Tuesday, April 11, 2017

The Apostolic Blueprint for a Parish, the Model of Christian Community in the Modern Age

There is a lot of discussion today about the loss of community and how parishes, even those that seem well attended, don’t seem to be the center or the community any more. This is not only a response to a sense of alienation in the modern world that so many feel; it is about the transformation of society.

It is through the re-establishment of Christian community, so it is argued, that a Christian culture will emerge that will help to consolidate the Faith among Catholics, by which they will ultimately become beacons of light that will inculturate, evangelize and transform a post-Christian Wild West into a new and beautiful Christian society.

This being so, the question is, How might such communities be established?

### Short task A
According to the parish community text, what is it that will emerge through the re-establishment of Christian community?
### Short task B
Print the parish community text from "Tuesday, April 11, 2017" up to and including "beautiful Christian society.".
Rely only on the parish community text for these answers.

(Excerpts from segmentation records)

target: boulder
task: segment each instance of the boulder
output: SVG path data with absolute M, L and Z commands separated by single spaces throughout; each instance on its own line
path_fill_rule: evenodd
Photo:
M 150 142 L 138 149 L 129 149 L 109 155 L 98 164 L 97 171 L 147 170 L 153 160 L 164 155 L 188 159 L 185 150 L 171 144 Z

### Response A
A Christian culture that will help consolidate the Faith among Catholics.

### Response B
Tuesday, April 11, 2017

The Apostolic Blueprint for a Parish, the Model of Christian Community in the Modern Age

There is a lot of discussion today about the loss of community and how parishes, even those that seem well attended, don’t seem to be the center or the community any more. This is not only a response to a sense of alienation in the modern world that so many feel; it is about the transformation of society.

It is through the re-establishment of Christian community, so it is argued, that a Christian culture will emerge that will help to consolidate the Faith among Catholics, by which they will ultimately become beacons of light that will inculturate, evangelize and transform a post-Christian Wild West into a new and beautiful Christian society.